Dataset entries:
● ● ●

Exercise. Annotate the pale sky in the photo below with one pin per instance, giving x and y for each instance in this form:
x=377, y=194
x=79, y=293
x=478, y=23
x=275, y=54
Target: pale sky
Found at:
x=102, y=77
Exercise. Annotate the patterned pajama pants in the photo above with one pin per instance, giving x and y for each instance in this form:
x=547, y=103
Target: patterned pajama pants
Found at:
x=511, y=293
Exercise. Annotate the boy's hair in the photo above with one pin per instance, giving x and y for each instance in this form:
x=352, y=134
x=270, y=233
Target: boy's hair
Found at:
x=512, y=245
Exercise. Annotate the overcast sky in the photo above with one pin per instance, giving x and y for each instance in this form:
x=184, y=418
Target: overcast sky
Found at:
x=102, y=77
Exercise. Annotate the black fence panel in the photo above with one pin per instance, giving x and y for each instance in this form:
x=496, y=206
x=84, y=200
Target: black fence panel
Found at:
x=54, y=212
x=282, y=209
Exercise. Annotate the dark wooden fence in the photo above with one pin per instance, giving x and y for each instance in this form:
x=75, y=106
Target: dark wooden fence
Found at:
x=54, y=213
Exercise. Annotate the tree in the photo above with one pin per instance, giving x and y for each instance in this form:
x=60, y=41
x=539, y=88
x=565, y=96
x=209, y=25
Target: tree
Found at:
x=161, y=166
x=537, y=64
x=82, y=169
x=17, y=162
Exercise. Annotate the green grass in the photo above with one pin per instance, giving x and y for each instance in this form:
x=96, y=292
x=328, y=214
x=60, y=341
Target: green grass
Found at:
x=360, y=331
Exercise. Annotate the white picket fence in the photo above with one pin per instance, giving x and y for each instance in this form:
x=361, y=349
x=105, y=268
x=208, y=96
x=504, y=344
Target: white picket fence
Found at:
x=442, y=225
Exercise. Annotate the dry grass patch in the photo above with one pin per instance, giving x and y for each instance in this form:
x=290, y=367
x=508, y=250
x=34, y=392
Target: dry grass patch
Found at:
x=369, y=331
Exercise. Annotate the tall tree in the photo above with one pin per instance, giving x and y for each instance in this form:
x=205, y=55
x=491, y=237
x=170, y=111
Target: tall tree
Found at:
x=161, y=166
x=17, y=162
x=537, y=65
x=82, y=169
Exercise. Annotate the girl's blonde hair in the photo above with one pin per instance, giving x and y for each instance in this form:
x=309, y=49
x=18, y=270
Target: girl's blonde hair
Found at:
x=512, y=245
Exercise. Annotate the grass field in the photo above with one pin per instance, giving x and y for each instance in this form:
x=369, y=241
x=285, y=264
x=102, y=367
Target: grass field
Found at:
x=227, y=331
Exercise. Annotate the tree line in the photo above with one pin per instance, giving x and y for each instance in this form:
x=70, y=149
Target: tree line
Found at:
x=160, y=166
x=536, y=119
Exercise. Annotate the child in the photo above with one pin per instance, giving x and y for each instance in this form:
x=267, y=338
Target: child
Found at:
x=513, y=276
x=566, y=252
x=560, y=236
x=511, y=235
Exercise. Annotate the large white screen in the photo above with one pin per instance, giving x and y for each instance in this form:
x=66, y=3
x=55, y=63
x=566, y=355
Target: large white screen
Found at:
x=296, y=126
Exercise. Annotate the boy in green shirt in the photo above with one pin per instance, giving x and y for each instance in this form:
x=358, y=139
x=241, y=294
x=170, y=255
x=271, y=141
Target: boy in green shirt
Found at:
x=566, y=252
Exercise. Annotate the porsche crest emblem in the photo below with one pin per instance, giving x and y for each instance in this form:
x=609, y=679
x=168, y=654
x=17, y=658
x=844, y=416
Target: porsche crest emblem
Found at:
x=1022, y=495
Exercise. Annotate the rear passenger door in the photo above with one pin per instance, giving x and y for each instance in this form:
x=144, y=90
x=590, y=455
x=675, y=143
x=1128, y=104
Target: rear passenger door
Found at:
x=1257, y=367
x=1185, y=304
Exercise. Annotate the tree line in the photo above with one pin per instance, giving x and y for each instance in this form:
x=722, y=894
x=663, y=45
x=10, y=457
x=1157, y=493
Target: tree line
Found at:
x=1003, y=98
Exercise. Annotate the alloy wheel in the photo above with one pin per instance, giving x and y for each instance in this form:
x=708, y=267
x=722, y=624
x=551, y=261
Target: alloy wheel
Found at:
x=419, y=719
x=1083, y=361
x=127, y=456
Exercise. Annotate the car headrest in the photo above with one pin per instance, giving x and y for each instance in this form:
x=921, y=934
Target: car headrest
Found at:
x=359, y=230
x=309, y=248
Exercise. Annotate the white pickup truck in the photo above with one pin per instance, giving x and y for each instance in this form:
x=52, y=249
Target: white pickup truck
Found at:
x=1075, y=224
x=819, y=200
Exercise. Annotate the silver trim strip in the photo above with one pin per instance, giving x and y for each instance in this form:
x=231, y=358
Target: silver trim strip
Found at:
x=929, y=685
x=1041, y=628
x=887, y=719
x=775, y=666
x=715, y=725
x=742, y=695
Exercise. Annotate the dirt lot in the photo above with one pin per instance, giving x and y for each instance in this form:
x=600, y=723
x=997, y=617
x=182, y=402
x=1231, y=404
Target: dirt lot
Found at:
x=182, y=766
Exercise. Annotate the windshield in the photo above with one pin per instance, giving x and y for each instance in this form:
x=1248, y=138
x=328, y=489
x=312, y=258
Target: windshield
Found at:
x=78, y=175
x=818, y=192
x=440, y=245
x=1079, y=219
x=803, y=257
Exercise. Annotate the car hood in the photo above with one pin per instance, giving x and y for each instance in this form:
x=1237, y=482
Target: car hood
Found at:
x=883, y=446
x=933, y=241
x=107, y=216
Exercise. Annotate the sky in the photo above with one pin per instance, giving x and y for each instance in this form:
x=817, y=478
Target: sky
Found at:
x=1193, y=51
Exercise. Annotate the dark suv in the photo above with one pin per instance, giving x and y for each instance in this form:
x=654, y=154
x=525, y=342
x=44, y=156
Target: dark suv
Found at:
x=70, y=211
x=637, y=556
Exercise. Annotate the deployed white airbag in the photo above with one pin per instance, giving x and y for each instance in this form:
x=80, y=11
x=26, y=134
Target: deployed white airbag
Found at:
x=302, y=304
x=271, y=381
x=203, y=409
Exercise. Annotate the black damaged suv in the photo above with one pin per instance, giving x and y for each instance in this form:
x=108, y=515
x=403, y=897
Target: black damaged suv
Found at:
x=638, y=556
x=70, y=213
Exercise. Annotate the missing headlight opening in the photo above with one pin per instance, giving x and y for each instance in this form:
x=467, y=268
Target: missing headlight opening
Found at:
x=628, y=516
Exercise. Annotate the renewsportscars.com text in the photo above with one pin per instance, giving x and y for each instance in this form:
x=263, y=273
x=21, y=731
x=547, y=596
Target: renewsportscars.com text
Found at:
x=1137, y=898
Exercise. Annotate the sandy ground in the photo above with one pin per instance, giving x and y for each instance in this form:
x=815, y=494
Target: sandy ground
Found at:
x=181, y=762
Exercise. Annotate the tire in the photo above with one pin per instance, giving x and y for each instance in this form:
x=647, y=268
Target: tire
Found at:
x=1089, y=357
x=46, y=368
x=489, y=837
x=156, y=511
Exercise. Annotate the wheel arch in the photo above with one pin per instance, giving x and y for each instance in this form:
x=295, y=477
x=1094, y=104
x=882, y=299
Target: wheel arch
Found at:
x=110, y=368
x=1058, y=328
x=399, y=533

● ● ●

Work to complete:
Please retype, with no changes, the lines that run from the first line of the entries to the line with "Target: boy's hair", both ends included.

Written answer:
Exercise. Annotate the pale sky in the photo below with one pin per instance, giving x and y for each instance in this form:
x=377, y=194
x=79, y=293
x=478, y=23
x=275, y=54
Target: pale sky
Found at:
x=102, y=77
Exercise. Annotate the patterned pajama pants in the photo above with one pin per instance, giving x and y for each instance in this form:
x=547, y=103
Target: patterned pajama pants
Found at:
x=511, y=293
Exercise. Annotate the boy's hair in the photo above with one pin per instance, giving x and y for each instance in this form:
x=352, y=134
x=270, y=233
Target: boy's hair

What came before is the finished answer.